AIM:
Reproduce, word for word, the lines of the entries that begin at the line containing "Reviewer note. Check that each instance of the hay" and continue through the line containing "[(144, 218)]", with both of those lines included.

RECORDS TO USE:
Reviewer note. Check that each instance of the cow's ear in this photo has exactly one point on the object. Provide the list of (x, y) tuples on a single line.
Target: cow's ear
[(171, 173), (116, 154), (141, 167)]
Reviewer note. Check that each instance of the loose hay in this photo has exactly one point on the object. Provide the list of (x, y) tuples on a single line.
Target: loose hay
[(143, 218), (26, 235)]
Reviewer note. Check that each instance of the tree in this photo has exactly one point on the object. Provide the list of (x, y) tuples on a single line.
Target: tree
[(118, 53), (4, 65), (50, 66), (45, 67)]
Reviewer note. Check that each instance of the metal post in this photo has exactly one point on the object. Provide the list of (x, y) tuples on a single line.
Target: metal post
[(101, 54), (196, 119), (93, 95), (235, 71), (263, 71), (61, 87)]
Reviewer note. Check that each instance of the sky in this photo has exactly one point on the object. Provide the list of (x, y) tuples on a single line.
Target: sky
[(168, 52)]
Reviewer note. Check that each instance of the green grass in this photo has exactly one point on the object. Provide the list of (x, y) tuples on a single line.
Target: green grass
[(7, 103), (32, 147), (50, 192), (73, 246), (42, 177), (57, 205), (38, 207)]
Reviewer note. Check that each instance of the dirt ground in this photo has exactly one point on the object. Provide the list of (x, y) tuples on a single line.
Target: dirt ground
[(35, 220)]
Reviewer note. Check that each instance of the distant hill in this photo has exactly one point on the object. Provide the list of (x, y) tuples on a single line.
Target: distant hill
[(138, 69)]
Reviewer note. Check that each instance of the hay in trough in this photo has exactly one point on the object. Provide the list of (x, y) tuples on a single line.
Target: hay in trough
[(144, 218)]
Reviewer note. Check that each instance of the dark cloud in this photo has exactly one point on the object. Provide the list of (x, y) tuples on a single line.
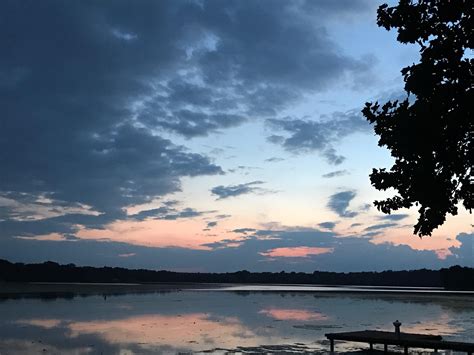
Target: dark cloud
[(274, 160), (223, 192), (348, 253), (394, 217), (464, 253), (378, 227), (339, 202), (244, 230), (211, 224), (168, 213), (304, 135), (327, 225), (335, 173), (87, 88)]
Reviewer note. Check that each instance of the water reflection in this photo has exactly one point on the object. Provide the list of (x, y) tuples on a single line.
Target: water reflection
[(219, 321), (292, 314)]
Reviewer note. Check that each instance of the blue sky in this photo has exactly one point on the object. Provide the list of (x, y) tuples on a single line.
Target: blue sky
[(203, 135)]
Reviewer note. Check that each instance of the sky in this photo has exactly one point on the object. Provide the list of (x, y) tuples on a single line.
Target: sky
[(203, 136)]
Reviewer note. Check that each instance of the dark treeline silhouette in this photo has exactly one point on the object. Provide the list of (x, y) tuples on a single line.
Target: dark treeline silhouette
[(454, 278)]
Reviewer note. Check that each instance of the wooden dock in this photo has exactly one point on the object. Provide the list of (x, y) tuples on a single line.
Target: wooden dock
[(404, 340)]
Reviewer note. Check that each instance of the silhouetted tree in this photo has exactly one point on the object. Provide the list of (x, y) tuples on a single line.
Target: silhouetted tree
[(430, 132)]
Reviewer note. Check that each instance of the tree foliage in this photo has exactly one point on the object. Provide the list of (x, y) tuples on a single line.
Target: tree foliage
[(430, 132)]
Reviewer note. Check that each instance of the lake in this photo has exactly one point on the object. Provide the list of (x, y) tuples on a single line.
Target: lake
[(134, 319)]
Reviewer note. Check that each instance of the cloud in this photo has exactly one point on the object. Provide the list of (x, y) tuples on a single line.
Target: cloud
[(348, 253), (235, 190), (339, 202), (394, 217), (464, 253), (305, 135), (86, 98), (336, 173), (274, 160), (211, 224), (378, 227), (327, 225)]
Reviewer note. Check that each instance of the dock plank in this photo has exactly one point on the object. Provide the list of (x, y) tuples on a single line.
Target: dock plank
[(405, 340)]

==

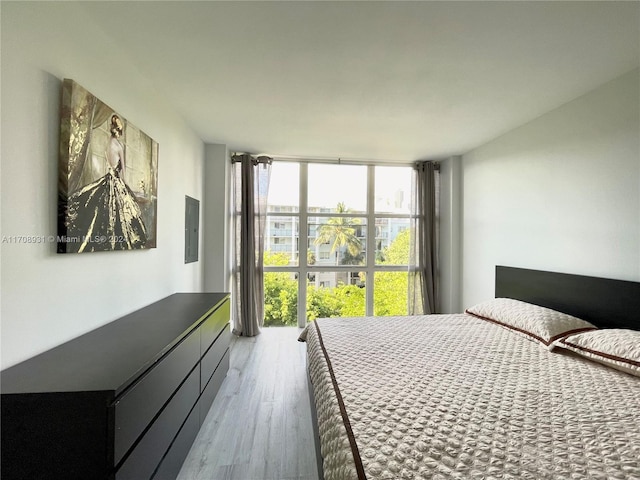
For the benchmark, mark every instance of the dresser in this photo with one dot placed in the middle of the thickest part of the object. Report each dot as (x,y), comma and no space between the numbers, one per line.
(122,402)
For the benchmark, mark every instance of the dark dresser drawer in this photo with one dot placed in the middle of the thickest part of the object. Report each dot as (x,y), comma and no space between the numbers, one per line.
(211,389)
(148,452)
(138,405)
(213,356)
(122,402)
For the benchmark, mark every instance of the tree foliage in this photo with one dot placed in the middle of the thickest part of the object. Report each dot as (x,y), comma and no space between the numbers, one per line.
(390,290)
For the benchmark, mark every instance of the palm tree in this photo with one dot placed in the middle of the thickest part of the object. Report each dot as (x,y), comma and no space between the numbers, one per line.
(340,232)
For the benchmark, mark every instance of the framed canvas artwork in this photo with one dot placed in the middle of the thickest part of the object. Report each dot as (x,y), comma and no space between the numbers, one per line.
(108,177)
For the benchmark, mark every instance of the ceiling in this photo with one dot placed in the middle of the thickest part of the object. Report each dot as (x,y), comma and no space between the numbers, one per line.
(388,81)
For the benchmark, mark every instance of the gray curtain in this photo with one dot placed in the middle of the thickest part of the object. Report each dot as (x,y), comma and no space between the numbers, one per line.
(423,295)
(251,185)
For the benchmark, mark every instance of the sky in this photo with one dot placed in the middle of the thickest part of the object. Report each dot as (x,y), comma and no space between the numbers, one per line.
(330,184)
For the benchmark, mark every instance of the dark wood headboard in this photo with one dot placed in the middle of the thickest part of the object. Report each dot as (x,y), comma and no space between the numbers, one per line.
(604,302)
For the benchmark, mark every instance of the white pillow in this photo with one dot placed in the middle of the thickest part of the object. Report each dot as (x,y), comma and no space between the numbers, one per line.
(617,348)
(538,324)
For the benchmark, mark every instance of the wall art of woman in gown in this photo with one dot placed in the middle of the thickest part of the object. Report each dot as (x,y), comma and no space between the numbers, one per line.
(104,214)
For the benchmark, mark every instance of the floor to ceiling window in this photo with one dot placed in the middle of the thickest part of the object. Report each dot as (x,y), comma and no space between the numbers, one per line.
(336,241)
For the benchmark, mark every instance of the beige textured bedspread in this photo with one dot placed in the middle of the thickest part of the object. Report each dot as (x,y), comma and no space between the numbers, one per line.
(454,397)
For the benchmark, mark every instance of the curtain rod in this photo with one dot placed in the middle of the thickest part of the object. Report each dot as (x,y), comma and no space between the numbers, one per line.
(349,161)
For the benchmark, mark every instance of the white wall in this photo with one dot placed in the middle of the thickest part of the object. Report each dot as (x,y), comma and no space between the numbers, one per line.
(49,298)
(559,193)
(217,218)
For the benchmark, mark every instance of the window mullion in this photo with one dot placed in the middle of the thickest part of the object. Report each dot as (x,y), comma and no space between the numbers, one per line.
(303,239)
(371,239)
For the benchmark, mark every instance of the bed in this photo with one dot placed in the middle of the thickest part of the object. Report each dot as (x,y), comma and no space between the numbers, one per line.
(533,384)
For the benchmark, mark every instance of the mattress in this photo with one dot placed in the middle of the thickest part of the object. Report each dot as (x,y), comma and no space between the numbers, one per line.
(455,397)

SOLUTION TO THE PROBLEM:
Reviewer note. Check that each instance of the hay in trough in this photo has exactly one point on the object. Provide the list of (x, y) tuples on a single line.
Target: hay in trough
[(144, 218)]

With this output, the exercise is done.